**Descrizione dell'esercizio:**
Trascrivi senza alcuna modifica tutte le righe che seguono.

**Righe per il posizionamento dei punti:**
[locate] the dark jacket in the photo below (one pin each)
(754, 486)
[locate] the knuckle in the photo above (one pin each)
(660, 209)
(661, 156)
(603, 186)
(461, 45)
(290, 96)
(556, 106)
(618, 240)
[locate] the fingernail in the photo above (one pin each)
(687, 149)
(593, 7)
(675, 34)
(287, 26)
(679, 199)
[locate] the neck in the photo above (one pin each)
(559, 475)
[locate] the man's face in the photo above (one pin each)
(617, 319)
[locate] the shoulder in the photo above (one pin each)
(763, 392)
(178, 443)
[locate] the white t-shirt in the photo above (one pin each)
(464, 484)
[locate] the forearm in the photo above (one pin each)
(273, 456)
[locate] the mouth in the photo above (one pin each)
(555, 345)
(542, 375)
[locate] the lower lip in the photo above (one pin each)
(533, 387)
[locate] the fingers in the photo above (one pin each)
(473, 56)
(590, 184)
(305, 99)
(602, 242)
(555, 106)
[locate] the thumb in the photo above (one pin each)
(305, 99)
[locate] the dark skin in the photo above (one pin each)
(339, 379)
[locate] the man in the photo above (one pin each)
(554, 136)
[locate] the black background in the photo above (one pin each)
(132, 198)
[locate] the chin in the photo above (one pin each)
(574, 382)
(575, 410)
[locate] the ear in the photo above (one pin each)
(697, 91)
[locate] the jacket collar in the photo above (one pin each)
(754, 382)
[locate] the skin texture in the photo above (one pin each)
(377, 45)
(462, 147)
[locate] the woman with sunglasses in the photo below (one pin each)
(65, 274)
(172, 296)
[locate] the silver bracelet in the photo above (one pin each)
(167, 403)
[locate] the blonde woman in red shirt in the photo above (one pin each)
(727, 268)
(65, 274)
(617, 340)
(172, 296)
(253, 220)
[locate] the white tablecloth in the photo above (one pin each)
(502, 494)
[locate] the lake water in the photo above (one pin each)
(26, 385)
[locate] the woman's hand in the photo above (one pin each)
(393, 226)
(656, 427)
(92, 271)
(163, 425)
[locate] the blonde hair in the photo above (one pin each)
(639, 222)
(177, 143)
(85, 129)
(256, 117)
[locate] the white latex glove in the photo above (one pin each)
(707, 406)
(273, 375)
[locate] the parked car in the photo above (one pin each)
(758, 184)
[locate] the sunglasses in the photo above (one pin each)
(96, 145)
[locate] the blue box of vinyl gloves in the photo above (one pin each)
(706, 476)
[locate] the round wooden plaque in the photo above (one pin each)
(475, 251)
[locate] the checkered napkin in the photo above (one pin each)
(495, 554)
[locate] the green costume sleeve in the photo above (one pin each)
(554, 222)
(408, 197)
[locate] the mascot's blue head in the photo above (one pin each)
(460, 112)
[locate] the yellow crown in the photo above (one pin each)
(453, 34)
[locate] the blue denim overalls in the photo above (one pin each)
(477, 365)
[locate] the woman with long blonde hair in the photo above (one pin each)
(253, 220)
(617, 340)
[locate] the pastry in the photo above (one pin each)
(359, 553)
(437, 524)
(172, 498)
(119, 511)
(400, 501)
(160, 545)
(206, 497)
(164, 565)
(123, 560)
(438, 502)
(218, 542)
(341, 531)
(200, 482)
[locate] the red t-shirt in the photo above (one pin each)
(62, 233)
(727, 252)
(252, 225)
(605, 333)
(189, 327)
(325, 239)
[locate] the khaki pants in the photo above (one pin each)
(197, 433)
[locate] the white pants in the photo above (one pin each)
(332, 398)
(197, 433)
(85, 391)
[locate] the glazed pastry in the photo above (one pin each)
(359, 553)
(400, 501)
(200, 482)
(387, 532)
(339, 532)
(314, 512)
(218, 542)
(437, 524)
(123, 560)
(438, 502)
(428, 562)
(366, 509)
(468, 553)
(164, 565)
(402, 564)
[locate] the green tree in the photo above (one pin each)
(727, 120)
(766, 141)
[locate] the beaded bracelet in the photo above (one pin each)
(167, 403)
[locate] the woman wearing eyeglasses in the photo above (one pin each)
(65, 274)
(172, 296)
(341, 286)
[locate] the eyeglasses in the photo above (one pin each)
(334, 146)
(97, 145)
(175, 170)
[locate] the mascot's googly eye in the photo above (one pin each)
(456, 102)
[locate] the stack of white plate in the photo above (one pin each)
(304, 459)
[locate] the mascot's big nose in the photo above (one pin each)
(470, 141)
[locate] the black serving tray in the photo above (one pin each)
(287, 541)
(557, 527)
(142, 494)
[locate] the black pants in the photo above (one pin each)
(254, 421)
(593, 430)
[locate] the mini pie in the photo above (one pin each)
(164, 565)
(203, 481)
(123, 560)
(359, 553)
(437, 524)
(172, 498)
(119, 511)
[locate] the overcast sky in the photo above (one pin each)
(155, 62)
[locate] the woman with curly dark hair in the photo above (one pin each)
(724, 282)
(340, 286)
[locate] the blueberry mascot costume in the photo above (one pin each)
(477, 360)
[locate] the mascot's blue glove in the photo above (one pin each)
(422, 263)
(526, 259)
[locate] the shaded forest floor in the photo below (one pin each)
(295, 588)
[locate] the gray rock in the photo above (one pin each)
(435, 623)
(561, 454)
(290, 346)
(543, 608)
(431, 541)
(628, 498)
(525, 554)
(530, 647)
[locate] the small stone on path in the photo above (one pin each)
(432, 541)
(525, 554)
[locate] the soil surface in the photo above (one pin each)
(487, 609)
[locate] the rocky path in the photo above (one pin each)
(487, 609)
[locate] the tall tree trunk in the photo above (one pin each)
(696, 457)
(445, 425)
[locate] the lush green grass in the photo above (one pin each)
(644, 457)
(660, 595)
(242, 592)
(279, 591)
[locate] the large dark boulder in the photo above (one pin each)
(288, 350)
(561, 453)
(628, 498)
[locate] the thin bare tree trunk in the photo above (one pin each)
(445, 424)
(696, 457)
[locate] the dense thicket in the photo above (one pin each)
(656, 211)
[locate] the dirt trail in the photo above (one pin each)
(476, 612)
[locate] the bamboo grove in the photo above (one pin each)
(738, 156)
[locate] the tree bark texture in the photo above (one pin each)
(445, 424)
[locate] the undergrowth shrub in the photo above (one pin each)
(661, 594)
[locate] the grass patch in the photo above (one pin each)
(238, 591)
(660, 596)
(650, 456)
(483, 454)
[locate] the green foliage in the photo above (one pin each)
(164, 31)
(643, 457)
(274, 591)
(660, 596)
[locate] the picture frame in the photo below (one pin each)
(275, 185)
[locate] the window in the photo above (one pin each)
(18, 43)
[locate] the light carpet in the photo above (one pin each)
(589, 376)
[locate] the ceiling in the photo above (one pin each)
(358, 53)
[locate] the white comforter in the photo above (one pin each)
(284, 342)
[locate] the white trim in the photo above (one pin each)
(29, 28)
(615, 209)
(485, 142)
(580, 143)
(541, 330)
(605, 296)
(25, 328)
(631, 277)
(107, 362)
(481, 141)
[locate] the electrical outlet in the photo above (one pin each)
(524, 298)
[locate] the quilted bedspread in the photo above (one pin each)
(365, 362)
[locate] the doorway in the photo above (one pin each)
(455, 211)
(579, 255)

**Risultato del compito:**
[locate] the dark jacket in the photo below (one pin each)
(754, 486)
[locate] the knuckle in the photo above (one pin each)
(660, 209)
(661, 156)
(603, 186)
(461, 45)
(290, 96)
(556, 106)
(618, 240)
[locate] the fingernail in the photo above (one pin each)
(687, 149)
(593, 7)
(675, 34)
(287, 26)
(679, 199)
[locate] the neck in the photo above (one pin each)
(559, 475)
[locate] the man's face in the photo above (one pin each)
(617, 319)
[locate] the shoulder in the photo above (one pin each)
(763, 392)
(178, 443)
[locate] the white t-shirt in the photo above (one pin each)
(464, 484)
[locate] the forearm in the photo above (one pin each)
(273, 456)
[locate] the mouth in the photo above (one pin each)
(555, 345)
(542, 375)
[locate] the lower lip in the photo above (one pin each)
(533, 387)
[locate] the fingers in the photo above (one pin each)
(473, 56)
(590, 184)
(305, 99)
(602, 242)
(555, 106)
[locate] the thumb in the photo above (one pin each)
(305, 99)
[locate] the dark skin in the photo above (one pin each)
(339, 379)
[locate] the man in the photo above (one pin each)
(554, 136)
[locate] the black background in the photo above (one pin each)
(132, 198)
[locate] the chin in the photo above (one pin each)
(574, 382)
(575, 410)
[locate] the ear in the photo above (one pin each)
(697, 91)
[locate] the jacket collar in the photo above (one pin each)
(754, 382)
[locate] the skin texture in the photo above (one pin each)
(377, 45)
(462, 147)
[locate] the woman with sunglasses in the photo below (one pin each)
(65, 274)
(172, 296)
[locate] the silver bracelet in the photo above (one pin each)
(167, 403)
[locate] the blonde woman in red shirt in the photo above (one pin each)
(727, 268)
(65, 274)
(617, 340)
(172, 296)
(253, 220)
[locate] the white tablecloth in the photo above (one pin each)
(502, 494)
[locate] the lake water in the photo above (one pin each)
(26, 385)
[locate] the woman's hand in the photo above (one pin each)
(393, 226)
(656, 427)
(92, 271)
(163, 425)
[locate] the blonde hair in the photo above (one pin each)
(639, 222)
(177, 143)
(85, 129)
(256, 117)
[locate] the white latex glove in the photo above (one pin each)
(707, 406)
(273, 375)
[locate] the parked car in the photo above (one pin each)
(758, 184)
[locate] the sunglasses in the photo above (one pin each)
(96, 145)
[locate] the blue box of vinyl gloves in the photo above (one pin each)
(706, 476)
[locate] the round wooden plaque in the photo above (one pin each)
(475, 251)
[locate] the checkered napkin in the photo above (one pin each)
(495, 554)
[locate] the green costume sleeve in the photo above (one pin each)
(554, 222)
(408, 197)
[locate] the mascot's blue head in the photo above (one pin each)
(460, 112)
[locate] the yellow crown in the photo above (one pin each)
(453, 34)
[locate] the blue denim overalls in the photo above (one pin each)
(477, 365)
[locate] the woman with long blonde hair in the photo above (one pin each)
(253, 220)
(617, 340)
[locate] the pastry in the photo above (one pin each)
(359, 553)
(437, 524)
(172, 498)
(119, 511)
(400, 501)
(160, 545)
(206, 497)
(164, 565)
(123, 560)
(438, 502)
(218, 542)
(341, 531)
(200, 482)
[locate] the red t-shirt in the photo above (one pin each)
(62, 233)
(727, 252)
(252, 225)
(605, 333)
(189, 327)
(325, 239)
[locate] the khaki pants in the photo above (one pin each)
(197, 433)
[locate] the white pants in the photo above (one pin each)
(332, 398)
(197, 433)
(85, 391)
[locate] the glazed pastry in the photo above (one pin each)
(359, 553)
(400, 501)
(200, 482)
(387, 532)
(339, 532)
(314, 512)
(218, 542)
(437, 524)
(123, 560)
(438, 502)
(428, 562)
(366, 509)
(468, 553)
(164, 565)
(402, 564)
[locate] the green tree in the photo above (one pin each)
(727, 120)
(766, 141)
[locate] the beaded bracelet in the photo above (one pin each)
(167, 403)
[locate] the woman wearing eyeglasses in the photo above (one pin each)
(65, 274)
(172, 296)
(341, 286)
[locate] the eyeglasses in the photo above (one pin each)
(334, 146)
(97, 145)
(175, 170)
[locate] the mascot's googly eye in the photo above (one pin each)
(456, 102)
[locate] the stack of white plate in the photo above (one pin each)
(304, 459)
[locate] the mascot's big nose in the photo above (one pin each)
(470, 141)
[locate] the black serving tray in the photo above (one pin each)
(287, 541)
(557, 527)
(142, 494)
[locate] the black pants in the photo above (one pin each)
(254, 421)
(593, 430)
[locate] the mini pie in the photo above (one pin each)
(164, 565)
(203, 481)
(123, 560)
(359, 553)
(437, 524)
(172, 498)
(119, 511)
[locate] the overcast sky in the photo above (one pin each)
(155, 62)
[locate] the woman with curly dark hair in the photo above (one pin each)
(724, 282)
(340, 286)
[locate] the blueberry mascot costume in the photo above (one pin each)
(477, 360)
[locate] the mascot's blue glove in the photo above (one pin each)
(422, 263)
(526, 259)
[locate] the shaded forest floor in the photo below (one pin each)
(295, 588)
[locate] the gray rock in the photo above (one pin each)
(435, 623)
(561, 454)
(290, 346)
(543, 608)
(431, 541)
(628, 498)
(525, 554)
(530, 647)
[locate] the small stone on path in the photo above (one pin each)
(432, 541)
(525, 554)
[locate] the soil surface in the photo above (one pin each)
(487, 609)
[locate] the rocky path in the photo above (one pin each)
(487, 609)
[locate] the tall tree trunk in the photo above (one pin each)
(696, 457)
(445, 425)
[locate] the lush green grass in the photo above (one pin each)
(644, 457)
(660, 595)
(242, 592)
(279, 591)
[locate] the large dark boulder in the photo above (one pin each)
(288, 350)
(561, 453)
(628, 498)
[locate] the thin bare tree trunk in the photo above (one pin each)
(445, 424)
(696, 457)
[locate] the dense thicket in the photo above (one pin each)
(656, 211)
[locate] the dirt trail in the photo above (one pin each)
(476, 612)
[locate] the bamboo grove in the photo above (one pin each)
(738, 156)
[locate] the tree bark texture in the photo above (one pin each)
(445, 424)
[locate] the undergrowth shrub in the photo above (one pin each)
(661, 594)
[locate] the grass patch in the photo above (one pin each)
(238, 591)
(660, 596)
(650, 456)
(483, 454)
[locate] the green foliage in the photo above (one pin each)
(164, 31)
(643, 457)
(274, 591)
(660, 596)
[locate] the picture frame in the photo below (one pin each)
(275, 185)
[locate] the window in the photo above (one pin each)
(18, 43)
[locate] the light carpet in the photo above (one pin each)
(589, 376)
[locate] the ceiling in the photo above (one pin each)
(358, 53)
[locate] the white comforter in the photo above (one pin each)
(284, 342)
[locate] the white trim in the photo above (one pin each)
(29, 28)
(615, 209)
(485, 142)
(580, 143)
(541, 330)
(605, 296)
(25, 328)
(631, 277)
(107, 362)
(481, 141)
[locate] the electrical outlet in the photo above (one pin each)
(524, 298)
[locate] the quilted bedspread in the photo above (one pin each)
(365, 362)
[locate] the doorway in the photo above (one pin each)
(455, 211)
(579, 255)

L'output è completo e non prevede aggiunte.